## [RECORDS TO PROCESS]
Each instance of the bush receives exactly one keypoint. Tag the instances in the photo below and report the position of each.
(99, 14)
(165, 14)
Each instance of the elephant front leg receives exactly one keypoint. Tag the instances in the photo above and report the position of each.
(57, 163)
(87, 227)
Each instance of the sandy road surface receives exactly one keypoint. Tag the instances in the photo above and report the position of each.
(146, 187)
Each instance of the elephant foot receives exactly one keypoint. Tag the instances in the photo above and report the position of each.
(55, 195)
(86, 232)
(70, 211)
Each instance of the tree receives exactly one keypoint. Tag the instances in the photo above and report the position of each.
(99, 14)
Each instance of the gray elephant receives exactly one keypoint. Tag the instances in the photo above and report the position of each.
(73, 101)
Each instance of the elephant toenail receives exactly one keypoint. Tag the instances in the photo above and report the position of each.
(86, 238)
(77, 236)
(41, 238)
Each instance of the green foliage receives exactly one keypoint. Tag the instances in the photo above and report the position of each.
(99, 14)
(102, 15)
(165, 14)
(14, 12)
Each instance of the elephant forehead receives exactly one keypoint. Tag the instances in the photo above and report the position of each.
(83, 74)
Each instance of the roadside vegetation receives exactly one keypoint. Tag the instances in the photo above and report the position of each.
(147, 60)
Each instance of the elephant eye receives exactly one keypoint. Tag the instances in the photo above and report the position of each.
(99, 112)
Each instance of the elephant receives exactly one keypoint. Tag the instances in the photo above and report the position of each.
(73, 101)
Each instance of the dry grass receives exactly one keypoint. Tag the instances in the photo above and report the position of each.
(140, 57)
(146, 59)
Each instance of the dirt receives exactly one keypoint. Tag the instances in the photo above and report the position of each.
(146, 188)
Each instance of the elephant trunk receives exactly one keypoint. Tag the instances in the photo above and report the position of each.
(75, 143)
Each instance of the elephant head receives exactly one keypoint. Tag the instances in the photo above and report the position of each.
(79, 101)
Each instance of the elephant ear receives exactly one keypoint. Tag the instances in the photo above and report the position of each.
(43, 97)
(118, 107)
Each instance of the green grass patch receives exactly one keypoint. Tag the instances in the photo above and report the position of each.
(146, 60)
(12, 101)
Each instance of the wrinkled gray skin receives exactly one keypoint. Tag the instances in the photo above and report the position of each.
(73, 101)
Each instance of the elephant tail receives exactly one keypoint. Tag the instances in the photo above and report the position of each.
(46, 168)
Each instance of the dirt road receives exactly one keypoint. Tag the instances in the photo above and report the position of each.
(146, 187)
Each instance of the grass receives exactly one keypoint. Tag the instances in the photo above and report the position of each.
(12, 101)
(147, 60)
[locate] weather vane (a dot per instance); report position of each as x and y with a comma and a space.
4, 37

## [PROBLEM DESCRIPTION]
Please retype all of the material above, keeping it exact.

## [COMPLETED TASK]
Each instance of the bush receives exactly one keypoint. Tag the instances in the photo below and report the position of each.
(99, 14)
(165, 14)
Each instance of the elephant front leg receives exactly one keypoint. Tag the instances in the photo above and report the position of each.
(57, 163)
(87, 227)
Each instance of the sandy road surface receives exactly one keypoint. Tag the instances in the photo above and report the position of each.
(146, 187)
Each instance of the elephant foot receives exactly one keypoint. Tag the instances in the photo above and report the position of each.
(55, 195)
(86, 232)
(70, 211)
Each instance of the tree receives exactly one keypoint. Tag the instances in the photo above and report the position of each.
(99, 14)
Each instance of the gray elephant receives exactly one keypoint. Tag the instances in the photo above and report the position of each.
(73, 101)
Each instance of the elephant toenail receives exactly one keypoint. Tag the instances in the photo above and report the position of each.
(86, 238)
(77, 236)
(41, 238)
Each instance of the green foliage receives exactly one keypoint. Tag the instances in the photo above and report the position of each.
(99, 14)
(102, 15)
(165, 14)
(14, 12)
Each instance of the elephant forehead receives exactly one keypoint. Tag the instances in the photo above and report the position of each.
(83, 74)
Each instance of the roadside vegetation receives exactly one keypoint. Tag the instances in the photo above and report the position of each.
(147, 60)
Each instance of the elephant eye receives exactly one keypoint. Tag the instances in the photo above and report the position of each.
(99, 112)
Each instance of the elephant receives exactly one keypoint. Tag the instances in the photo above and report the position of each.
(73, 101)
Each instance of the dry grass receives exactly one keypoint. Tag the instances in the photo above and report the position of each.
(140, 57)
(146, 59)
Each instance of the dirt receives exactly one keypoint. Tag the instances in the photo above and report the position of each.
(146, 188)
Each instance of the elephant trunk receives exactly one keypoint. Tag the instances in the photo above and report the position of each.
(75, 143)
Each instance of the elephant head receives exactly one keypoint. Tag the instances in the photo above and report the position of each.
(79, 101)
Each instance of the elephant ear receives exactly one keypoint. Tag the instances in the photo above and report the position of each.
(43, 97)
(118, 107)
Each instance of the green grass patch receives exactly one keypoint. Tag the instances in the photo above and report the position of each.
(146, 60)
(12, 101)
Each instance of the wrinkled gray skin receives exactly one keypoint. Tag the instances in the photo above and report the position of each.
(73, 101)
Each instance of the elephant tail receives exactly one keypoint. Tag the instances in the photo above and report the position of each.
(46, 168)
Each instance of the dirt road receives exactly one keypoint. Tag the instances in the photo above and report the position of each.
(146, 187)
Each instance of the grass receives exactly one keypoint. Tag the instances in the photo above and report the position of each.
(12, 101)
(147, 60)
[locate] weather vane (a dot per instance); report position of each as x and y with a comma and a space.
4, 37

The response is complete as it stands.